# anyone bring any in



## PARK92 (Apr 21, 2012)

on the maumee this morning? heading out after work for a while, will be fishing bluegrass. brown waders black STIHL hat and sunglasses.


----------



## mlayers (Aug 22, 2011)

did you do any good I was there this morning got a late start and no decent place to fish. I got a big fat Zero Maybe next weekend will be better.


----------



## PARK92 (Apr 21, 2012)

No I didn't end up fiahing. I went down there and couldn't fish where I like so I just walked around down there for a while. I'll be fishing tomorrow too.....if I get a spot.


----------



## Mortifero (May 29, 2011)

Got these 3 today....alot of ppl there....not many caught... snagged probably 7-8


----------



## Thumper (Mar 7, 2013)

No walleye but I did end up with a smallmouth - LOL . He hit that floating jig head on the way out in about 2' of water - couldn't believe it, thought I had a snag - HA









Posted using Outdoor Hub Campfire


----------



## PARK92 (Apr 21, 2012)

**Data entries**
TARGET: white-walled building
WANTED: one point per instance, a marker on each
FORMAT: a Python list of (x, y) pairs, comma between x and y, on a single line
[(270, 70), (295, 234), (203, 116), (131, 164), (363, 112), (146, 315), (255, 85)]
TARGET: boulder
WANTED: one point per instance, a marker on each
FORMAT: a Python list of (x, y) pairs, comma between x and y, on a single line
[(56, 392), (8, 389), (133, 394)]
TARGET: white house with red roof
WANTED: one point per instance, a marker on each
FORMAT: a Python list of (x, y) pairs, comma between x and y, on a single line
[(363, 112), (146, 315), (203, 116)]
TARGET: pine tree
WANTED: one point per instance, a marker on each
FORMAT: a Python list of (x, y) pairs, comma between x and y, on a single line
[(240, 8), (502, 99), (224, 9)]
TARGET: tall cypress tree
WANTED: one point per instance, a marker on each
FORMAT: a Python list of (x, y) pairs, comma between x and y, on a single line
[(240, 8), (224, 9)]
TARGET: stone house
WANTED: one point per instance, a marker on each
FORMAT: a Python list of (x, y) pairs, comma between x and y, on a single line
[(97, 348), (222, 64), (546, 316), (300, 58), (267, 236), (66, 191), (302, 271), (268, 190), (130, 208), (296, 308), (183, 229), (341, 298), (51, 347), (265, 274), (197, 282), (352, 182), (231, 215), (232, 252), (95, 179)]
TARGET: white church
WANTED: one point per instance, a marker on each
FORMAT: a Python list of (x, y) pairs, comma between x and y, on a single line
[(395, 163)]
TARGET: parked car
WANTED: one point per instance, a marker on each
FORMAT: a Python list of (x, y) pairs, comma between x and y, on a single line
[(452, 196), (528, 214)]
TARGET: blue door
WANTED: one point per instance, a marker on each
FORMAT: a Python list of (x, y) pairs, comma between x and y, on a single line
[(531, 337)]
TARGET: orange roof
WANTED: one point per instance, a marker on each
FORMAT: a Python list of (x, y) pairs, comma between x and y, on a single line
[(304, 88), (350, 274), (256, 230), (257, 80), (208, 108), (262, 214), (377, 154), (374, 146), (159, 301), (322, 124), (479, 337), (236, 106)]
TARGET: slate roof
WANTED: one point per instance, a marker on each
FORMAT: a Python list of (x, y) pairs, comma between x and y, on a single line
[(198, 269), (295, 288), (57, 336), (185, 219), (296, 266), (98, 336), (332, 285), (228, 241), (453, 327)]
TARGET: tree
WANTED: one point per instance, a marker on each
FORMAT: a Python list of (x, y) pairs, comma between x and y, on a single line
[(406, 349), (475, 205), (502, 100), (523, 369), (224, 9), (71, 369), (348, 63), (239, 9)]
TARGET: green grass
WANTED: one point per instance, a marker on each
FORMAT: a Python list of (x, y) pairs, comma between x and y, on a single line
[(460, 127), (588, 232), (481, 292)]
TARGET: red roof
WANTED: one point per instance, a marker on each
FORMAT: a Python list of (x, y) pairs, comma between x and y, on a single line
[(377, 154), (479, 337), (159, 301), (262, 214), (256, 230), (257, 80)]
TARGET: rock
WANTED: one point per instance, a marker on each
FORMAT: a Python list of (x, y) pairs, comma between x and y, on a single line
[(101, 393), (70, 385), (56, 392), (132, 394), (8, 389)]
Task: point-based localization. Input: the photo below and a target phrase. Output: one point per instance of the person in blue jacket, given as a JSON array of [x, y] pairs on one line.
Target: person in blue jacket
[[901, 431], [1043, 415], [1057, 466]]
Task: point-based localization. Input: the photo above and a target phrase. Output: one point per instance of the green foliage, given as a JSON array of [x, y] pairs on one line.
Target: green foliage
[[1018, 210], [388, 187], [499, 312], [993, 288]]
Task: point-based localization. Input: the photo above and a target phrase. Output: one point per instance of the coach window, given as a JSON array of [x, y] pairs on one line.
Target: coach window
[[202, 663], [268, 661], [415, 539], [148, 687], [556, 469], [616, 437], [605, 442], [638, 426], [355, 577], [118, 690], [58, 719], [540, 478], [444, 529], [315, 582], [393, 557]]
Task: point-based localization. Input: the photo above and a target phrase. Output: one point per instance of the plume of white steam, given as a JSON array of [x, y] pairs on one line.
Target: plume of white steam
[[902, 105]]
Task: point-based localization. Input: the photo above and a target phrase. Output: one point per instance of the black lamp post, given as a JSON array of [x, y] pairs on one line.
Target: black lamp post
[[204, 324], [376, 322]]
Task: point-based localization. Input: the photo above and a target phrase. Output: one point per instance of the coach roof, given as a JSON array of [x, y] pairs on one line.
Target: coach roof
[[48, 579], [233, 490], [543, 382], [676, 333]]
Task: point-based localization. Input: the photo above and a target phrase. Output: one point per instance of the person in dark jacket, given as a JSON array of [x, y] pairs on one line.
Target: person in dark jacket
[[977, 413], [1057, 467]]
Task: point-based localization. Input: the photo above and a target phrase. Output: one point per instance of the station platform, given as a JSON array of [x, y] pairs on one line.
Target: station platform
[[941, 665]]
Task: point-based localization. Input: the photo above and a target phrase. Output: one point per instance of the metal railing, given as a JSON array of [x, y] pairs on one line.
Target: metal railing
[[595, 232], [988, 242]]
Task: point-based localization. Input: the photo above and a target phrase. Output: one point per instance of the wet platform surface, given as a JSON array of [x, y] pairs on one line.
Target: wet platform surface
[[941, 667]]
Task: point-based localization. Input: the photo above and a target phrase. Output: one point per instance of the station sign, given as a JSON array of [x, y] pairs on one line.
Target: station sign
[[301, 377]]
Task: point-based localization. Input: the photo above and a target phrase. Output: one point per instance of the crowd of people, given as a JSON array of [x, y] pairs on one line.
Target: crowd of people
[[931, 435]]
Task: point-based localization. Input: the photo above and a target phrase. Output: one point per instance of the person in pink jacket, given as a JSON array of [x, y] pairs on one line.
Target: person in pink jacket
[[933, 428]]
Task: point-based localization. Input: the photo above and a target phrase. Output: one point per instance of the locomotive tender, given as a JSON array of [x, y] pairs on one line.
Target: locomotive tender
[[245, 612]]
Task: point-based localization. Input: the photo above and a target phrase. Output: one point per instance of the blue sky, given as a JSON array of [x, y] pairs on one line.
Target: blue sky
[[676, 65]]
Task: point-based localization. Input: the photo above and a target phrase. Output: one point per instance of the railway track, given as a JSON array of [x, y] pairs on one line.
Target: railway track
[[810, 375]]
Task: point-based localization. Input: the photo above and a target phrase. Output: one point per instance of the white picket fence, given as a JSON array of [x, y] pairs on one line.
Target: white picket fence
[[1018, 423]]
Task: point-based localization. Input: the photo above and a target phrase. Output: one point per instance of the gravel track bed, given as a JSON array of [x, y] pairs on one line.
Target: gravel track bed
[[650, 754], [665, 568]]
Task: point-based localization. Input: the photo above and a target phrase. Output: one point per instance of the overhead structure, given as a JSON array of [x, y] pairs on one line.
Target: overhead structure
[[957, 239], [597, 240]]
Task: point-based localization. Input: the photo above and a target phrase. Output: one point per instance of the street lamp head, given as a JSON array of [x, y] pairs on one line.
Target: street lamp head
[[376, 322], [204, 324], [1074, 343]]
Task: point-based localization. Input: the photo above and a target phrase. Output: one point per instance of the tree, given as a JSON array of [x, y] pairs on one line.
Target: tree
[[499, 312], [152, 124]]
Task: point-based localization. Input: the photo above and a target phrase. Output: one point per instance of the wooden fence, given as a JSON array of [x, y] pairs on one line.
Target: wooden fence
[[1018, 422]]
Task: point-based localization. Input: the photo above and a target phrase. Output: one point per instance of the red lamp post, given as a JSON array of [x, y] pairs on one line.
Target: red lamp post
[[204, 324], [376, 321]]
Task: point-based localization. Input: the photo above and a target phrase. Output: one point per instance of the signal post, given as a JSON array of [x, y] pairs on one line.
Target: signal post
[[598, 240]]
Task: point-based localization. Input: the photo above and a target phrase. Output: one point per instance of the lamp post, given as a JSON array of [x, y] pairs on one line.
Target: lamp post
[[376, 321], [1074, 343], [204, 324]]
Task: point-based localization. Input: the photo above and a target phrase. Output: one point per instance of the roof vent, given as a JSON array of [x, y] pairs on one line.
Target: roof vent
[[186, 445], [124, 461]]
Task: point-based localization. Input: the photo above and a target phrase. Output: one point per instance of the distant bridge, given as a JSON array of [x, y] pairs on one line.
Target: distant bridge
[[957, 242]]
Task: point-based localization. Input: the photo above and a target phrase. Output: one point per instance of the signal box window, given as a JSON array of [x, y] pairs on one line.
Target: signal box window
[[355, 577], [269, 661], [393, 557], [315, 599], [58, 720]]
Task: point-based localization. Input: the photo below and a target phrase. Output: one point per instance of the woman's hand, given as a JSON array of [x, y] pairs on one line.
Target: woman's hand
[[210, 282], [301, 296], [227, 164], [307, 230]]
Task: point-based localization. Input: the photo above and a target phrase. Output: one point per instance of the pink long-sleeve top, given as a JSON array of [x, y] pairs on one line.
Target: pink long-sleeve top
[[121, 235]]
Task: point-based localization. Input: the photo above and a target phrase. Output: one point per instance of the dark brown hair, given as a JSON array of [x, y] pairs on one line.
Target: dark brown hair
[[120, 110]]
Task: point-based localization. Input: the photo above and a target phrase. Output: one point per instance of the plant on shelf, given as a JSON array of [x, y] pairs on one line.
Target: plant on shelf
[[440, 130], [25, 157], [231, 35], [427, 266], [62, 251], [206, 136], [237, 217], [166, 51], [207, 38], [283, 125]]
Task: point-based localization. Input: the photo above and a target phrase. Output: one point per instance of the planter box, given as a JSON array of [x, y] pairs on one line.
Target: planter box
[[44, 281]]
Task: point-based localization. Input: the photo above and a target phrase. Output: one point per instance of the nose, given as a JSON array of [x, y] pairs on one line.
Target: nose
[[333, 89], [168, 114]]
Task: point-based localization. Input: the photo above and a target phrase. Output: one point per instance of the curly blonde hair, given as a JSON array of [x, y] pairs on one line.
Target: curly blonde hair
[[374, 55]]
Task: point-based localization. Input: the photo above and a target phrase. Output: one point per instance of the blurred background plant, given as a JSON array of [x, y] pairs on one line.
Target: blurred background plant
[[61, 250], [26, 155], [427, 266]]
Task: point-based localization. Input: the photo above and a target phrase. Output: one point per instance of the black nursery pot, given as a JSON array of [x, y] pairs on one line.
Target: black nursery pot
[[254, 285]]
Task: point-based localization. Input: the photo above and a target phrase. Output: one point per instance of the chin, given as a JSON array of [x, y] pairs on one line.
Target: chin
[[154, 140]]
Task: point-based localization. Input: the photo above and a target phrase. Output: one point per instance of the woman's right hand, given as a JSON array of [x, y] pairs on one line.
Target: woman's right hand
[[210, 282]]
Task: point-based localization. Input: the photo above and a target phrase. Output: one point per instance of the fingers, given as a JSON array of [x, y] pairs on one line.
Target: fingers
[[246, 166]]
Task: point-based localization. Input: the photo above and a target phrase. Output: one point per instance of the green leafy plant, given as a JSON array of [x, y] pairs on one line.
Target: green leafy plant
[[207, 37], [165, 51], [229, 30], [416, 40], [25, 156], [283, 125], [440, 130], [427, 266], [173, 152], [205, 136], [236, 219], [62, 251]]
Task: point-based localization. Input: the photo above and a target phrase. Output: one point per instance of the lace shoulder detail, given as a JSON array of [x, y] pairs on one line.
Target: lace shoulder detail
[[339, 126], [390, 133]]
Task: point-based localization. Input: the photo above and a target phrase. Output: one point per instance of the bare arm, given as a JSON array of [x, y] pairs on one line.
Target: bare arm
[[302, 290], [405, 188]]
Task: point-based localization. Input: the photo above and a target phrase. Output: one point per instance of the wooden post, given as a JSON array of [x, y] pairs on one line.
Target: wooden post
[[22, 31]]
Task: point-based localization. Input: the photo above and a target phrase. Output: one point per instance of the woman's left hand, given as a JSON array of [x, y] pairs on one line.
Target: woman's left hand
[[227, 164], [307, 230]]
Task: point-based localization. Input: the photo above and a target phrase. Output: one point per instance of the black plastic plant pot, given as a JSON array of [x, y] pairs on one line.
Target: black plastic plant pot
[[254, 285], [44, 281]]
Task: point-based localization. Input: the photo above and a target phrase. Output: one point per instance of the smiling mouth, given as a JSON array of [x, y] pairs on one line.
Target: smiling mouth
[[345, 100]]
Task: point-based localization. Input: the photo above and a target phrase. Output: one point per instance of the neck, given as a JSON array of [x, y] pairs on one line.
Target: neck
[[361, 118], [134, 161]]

**To be done**
A. In the fishing thread, condense the paragraph beginning "No walleye but I did end up" into one shorter sentence that keeps its main facts.
B. Reproduce the entries from the line containing "wooden fence, given" up to and including the line containing "[[355, 577], [269, 661], [393, 557], [315, 599], [58, 720]]".
The fishing thread and the entries were taken from unrelated sources.

**Response list**
A. There was no walleye, but a smallmouth hit the floating jig head on the way out in about 2' of water, and at first it seemed like a snag.

B.
Task: point-based localization. Input: the photo above and a target phrase. Output: one point per instance of the wooden fence, given as a JSON array of [x, y] pairs on one line.
Target: wooden fence
[[1018, 422]]
Task: point-based localization. Input: the photo above and a target phrase. Output: one point per instance of the red lamp post, given as a JSON array of [x, y] pairs on one line.
Target: red lamp post
[[204, 324], [376, 321]]
Task: point-based localization. Input: the photo above and a target phrase. Output: one point per instance of the signal post, given as a JSON array of [x, y] pairs on one line.
Target: signal post
[[598, 240]]
Task: point-based localization. Input: the photo above and a target phrase. Output: one point per instance of the lamp post, given as a JSON array of [x, y] pairs on one line.
Target: lamp post
[[376, 321], [1074, 343], [204, 324]]
Task: point-based localization. Input: the photo above and a target phrase. Output: one point per instance of the roof vent, given as a JSON array of [x, y] pairs on one line.
Target: roof vent
[[186, 445], [124, 461]]
Task: point-based localization. Input: the photo above and a target phrase. Output: one point per instance of the distant bridge, given as a JSON array of [x, y] pairs on one line.
Target: distant bridge
[[957, 242]]
Task: point-based localization. Input: the photo above and a target phrase. Output: one point per instance of the signal box window, given as a JSON array of [x, y] pairs on one line.
Target: signal box window
[[355, 577], [269, 661], [393, 557], [315, 599], [58, 720]]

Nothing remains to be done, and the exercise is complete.